In a move described as the "last stand for Greek banks", the embattled country's central bank activated Emergency Liquidity Assistance (ELA) for the first time on Wednesday night.
Raoul Ruparel of Open Europe told The Telegraph: "The activation of the so-called ELA looks to be the last stand for Greek banks and suggests they are running alarmingly short of quality collateral usually used to obtain funding."
He added: "This kicks off another huge round of nearly worthless assets being shifted from the books of private banks onto books backed by taxpayers. Combined with the purchases of Spanish and Italian bonds, the already questionable balance sheet of the euro system is looking increasingly risky."Clearly, there is the potential for shifting the losses on these assets to the taxpayers.
However, that is not necessarily the case. Regular readers might recall the posts on central banks can offer a free lunch (see here, here, and here). The idea behind the free lunch is that central banks do not have a cost of carry for any asset they purchase. As a result, they do not incur an "economic loss" if the total paid in interest and principal is equal to or greater than the "purchase" price of the asset.
Although it was done discreetly, news that Athens had opened the fund filtered out and was one of the factors that rattled markets across Europe. At one point Germany's Dax was down 4pc before it recovered. In London, bank stocks - which have been punished by traders nervous about the European debt crisis - fell again.
In a bid to curb the falls regulators in Italy, France, Spain and Belgium extended their short-selling bans. Although it was designed to support European banks, experts in London reacted angrily to the move, claiming that regulators were wrongly targeting hedge funds.
Andrew Baker, chief executive of the Alternative Investment Management Association, the hedge fund lobby group, said: "Short-selling was not the reason bank share prices were under pressure and banning it has not relieved that pressure."

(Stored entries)

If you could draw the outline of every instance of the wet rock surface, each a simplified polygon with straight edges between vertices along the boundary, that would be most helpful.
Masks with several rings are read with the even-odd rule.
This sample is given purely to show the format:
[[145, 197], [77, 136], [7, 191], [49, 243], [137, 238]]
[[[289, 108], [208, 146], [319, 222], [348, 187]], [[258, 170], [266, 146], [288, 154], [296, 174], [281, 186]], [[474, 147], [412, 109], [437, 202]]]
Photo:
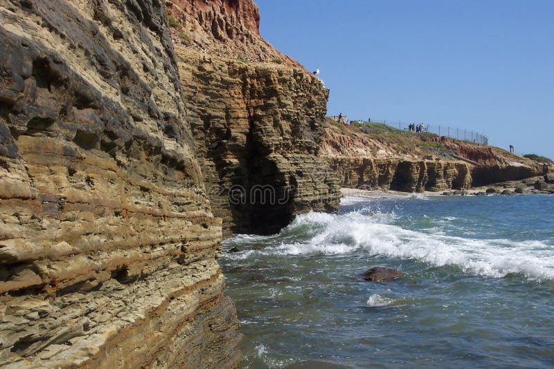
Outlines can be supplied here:
[[364, 273], [364, 280], [372, 282], [382, 282], [386, 281], [395, 281], [402, 277], [400, 270], [375, 267]]

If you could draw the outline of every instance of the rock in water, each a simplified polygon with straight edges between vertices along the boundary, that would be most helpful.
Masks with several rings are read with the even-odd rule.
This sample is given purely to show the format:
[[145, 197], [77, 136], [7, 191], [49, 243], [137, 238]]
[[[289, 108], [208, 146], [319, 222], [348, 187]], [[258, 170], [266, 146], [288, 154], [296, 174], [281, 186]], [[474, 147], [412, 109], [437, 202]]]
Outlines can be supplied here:
[[543, 190], [548, 188], [548, 184], [544, 180], [537, 180], [533, 184], [535, 189]]
[[395, 281], [402, 278], [402, 274], [395, 269], [376, 267], [370, 269], [364, 274], [365, 281], [382, 282], [383, 281]]

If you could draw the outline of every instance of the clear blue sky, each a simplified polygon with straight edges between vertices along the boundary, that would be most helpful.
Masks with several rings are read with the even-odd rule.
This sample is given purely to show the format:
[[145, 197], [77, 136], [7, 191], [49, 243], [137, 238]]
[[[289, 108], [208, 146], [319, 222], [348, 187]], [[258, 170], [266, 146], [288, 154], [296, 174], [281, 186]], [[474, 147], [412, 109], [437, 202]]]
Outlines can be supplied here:
[[554, 160], [554, 0], [255, 0], [328, 114], [484, 133]]

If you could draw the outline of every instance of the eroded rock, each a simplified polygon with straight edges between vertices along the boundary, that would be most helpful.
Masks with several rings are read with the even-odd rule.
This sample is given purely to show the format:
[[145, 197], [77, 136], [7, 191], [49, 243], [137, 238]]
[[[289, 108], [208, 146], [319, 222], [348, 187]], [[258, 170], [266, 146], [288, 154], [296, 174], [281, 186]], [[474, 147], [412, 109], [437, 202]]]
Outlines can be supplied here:
[[373, 267], [364, 274], [364, 279], [372, 282], [395, 281], [402, 277], [400, 271], [383, 267]]

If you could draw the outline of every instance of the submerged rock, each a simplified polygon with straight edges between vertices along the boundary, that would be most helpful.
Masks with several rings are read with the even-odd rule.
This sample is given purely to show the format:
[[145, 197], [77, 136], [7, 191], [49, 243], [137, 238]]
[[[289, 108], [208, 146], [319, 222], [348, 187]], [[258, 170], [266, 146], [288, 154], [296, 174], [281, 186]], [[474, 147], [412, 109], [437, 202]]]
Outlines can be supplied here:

* Set of tasks:
a – Render this sentence from the extract on Greek banks in Spanish: "At one point Germany's Dax was down 4pc before it recovered."
b – Return the passage of the extract on Greek banks from "In a move described" to "on Wednesday night.", word for word.
These entries come from a different source than the extract on Greek banks.

* Task-by-task solutions:
a – En un momento dado, el Dax alemán llegó a caer un 4 %, antes de recuperarse.

b –
In a move described as the "last stand for Greek banks", the embattled country's central bank activated Emergency Liquidity Assistance (ELA) for the first time on Wednesday night.